» **Selected extract**

Current Position: Research Engineer, General Motors

B.S.E. Thesis Research:

Our current energy resources are finite, and this poses a problem due to increasing energy demands and requirements in the next few decades. As such, much energy research has been focused on the development and production of renewable energy sources, such as biofuels. Today, ethanol is the primary biofuel of choice, and it is produced in greater quantities compared to other biofuels. However, ethanol has its limitations, in particular: 1) it cannot be a complete replacement for gasoline (only 10-15% of ethanol can be blended into gasoline in current vehicles) and 2) due to its highly corrosive and water-absorptive qualities, it cannot be transported using contemporary gasoline piping.

» **What you need to do**
**1)** In the biofuel passage, how much ethanol can be blended into gasoline in current vehicles?
**2)** Carry on the biofuel passage from its last sentence.

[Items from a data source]
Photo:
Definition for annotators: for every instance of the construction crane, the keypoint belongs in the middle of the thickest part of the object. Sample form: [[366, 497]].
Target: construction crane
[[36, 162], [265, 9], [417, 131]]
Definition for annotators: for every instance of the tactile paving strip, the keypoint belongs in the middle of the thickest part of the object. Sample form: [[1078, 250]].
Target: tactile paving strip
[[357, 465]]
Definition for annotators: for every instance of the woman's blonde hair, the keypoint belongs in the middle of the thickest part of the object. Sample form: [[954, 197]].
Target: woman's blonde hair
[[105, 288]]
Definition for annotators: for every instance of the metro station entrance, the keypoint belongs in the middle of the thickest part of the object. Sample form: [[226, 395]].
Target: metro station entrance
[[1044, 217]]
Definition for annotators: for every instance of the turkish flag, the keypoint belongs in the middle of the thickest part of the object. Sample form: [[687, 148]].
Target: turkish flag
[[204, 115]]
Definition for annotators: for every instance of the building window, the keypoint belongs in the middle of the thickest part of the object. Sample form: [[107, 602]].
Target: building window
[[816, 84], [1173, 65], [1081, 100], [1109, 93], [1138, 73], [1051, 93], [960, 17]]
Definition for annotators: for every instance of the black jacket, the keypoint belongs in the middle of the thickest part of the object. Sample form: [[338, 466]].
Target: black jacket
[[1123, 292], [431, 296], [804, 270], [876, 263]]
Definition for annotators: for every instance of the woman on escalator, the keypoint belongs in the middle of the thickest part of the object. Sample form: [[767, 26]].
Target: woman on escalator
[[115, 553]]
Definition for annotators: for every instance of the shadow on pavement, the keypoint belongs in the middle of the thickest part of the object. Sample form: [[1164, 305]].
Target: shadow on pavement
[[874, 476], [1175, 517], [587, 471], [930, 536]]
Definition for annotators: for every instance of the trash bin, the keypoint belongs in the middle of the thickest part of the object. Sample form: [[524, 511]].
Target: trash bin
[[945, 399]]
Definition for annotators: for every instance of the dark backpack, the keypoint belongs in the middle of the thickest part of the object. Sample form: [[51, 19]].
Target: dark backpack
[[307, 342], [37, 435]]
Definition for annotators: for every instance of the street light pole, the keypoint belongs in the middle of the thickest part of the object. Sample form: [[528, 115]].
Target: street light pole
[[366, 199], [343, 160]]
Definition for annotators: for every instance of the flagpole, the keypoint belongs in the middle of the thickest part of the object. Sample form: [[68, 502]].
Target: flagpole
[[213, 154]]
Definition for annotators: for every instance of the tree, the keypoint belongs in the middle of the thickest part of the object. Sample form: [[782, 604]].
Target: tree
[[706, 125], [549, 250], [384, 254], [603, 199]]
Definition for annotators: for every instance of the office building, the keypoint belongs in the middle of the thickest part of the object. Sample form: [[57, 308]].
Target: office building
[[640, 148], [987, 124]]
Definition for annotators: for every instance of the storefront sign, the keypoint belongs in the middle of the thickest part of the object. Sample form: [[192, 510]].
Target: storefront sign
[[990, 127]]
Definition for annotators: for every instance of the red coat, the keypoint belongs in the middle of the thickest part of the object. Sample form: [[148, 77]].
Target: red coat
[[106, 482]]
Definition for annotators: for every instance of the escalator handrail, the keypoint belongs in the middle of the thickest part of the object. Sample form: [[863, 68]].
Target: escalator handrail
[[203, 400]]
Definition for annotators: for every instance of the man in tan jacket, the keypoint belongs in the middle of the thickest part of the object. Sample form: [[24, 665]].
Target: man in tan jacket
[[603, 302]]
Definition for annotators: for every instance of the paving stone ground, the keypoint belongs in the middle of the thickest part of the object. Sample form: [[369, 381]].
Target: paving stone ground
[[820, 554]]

» **Answers per task**
**1)** Only 10-15%.

**2)**
Fortunately, it has been found that isomers of butanol - in particular, n-butanol and isobutanol - do have similar physical properties to gasoline and can be transported. Many industrial companies have thus directed their efforts to mass-producing these butanol isomers via fermentation processes. However, these isomers are highly toxic to the biological organisms that produce them, and thus the butanol is evident in very low concentration (0.5-1%) in the fermentation broth. Purification and extraction of the butanol from this broth via the standard separation procedure of distillation has been shown to be highly costly, as the process requires more energy input than can be extracted. As such, alternative energy-efficient separation processes need to be developed to properly purify the butanol fuel. One promising process is pervaporation, where the liquid fermentation broth is brought into contact with a membrane and is preferentially transported. The resulting butanol-rich permeate is then removed as a vapor from the downstream end of the membrane. Continuous cycling and processing of the butanol through the pervaporation membrane would thus maintain the butanol concentration in the fermentor below toxic levels and allow for increased production.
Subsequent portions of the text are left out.